Text excerpt:
****************

SECURITIES AND EXCHANGE COMMISSION


Submission for OMB Review; Comment Request

Upon Written Request, Copies Available From: Securities and Exchange 
Commission, Office of Investor Education and Advocacy, Washington, DC 
20549-0213.

Extension:
    Form N-8B-4, OMB Control No. 3235-0247, SEC File No. 270-180.

    Notice is hereby given that, pursuant to the Paperwork Reduction 
Act of 1995 (44 U.S.C. 3501 et seq.) (``PRA''), the Securities and 
Exchange Commission (``Commission'') has submitted to the Office of 
Management and Budget (``OMB'') requests for extension of the 
previously approved collection of information discussed below.
    Form N-8B-4 (17 CFR 274.14) is the form used by face-amount 
certificate companies to comply with the filing and disclosure 
requirements imposed by Section 8(b) of the Investment Company Act of 
1940 (15 U.S.C. 80a-8(b)). Among other items, Form N-8B-4 requires 
disclosure of the following information about the face-amount 
certificate company: date and form of organization; controlling 
persons; current business and contemplated changes to the company's 
business; investment, borrowing, and lending policies, as well as other 
fundamental policies; securities issued by the company; investment 
adviser; depositaries; management personnel; compensation paid to 
directors, officers, and certain employees; and financial statements. 
The Commission uses the information provided in the collection of 
information to determine compliance with Section 8(b) of the Investment 
Company Act of 1940.

****************

Information shown:

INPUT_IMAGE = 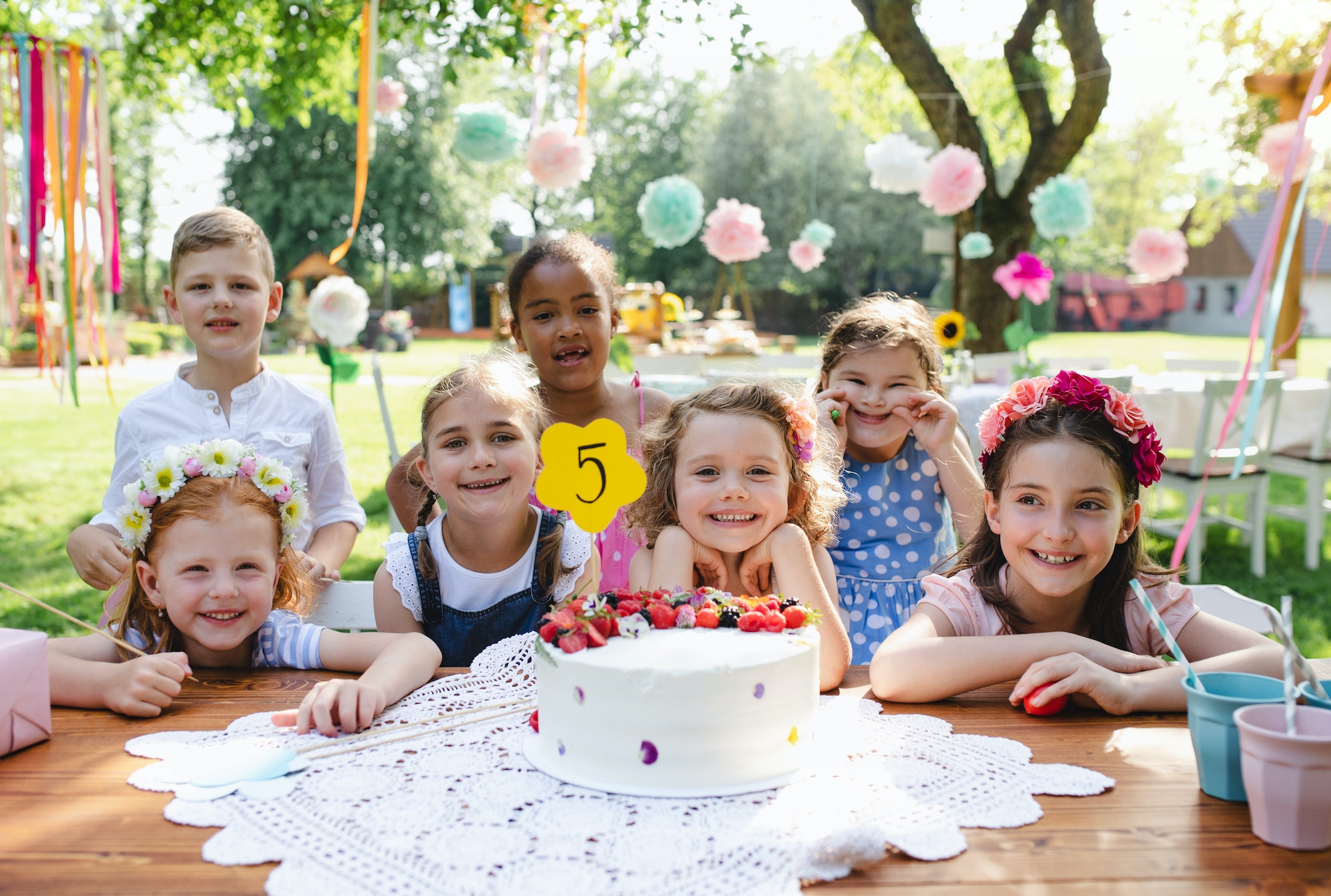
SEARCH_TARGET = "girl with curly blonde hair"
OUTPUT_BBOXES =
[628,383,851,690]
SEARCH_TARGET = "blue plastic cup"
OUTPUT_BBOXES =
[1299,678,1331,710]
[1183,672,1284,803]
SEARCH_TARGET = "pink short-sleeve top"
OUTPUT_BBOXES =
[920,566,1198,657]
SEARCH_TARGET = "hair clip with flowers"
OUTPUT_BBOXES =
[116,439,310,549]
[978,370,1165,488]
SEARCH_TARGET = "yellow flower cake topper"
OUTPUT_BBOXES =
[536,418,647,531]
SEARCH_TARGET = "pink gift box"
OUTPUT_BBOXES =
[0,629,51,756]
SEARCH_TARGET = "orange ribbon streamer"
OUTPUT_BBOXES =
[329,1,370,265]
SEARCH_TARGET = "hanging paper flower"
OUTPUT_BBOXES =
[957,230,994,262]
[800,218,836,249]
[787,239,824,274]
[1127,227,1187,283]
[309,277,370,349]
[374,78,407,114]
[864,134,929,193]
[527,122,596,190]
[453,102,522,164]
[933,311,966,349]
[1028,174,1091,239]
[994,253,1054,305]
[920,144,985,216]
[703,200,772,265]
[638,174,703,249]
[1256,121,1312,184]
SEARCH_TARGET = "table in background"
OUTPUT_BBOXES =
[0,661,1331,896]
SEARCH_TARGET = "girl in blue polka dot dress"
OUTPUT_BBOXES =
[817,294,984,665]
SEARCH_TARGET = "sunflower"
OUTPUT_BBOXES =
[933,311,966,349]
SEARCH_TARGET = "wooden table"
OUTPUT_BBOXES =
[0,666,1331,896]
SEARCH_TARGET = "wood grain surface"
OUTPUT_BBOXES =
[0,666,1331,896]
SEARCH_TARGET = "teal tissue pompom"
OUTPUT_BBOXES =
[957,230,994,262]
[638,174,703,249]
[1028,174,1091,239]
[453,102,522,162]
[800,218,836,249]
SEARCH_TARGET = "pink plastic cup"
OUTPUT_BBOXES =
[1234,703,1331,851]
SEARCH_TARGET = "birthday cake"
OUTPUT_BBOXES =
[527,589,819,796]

****************

Stated goal:
Please translate this sentence from the Form N-8B-4 notice into Spanish: "The Commission uses the information provided in the collection of information to determine compliance with Section 8(b) of the Investment Company Act of 1940."

Solved problem:
La Comisión utiliza la información proporcionada en la recopilación de información para determinar el cumplimiento de la Sección 8(b) de la Ley de Compañías de Inversión de 1940.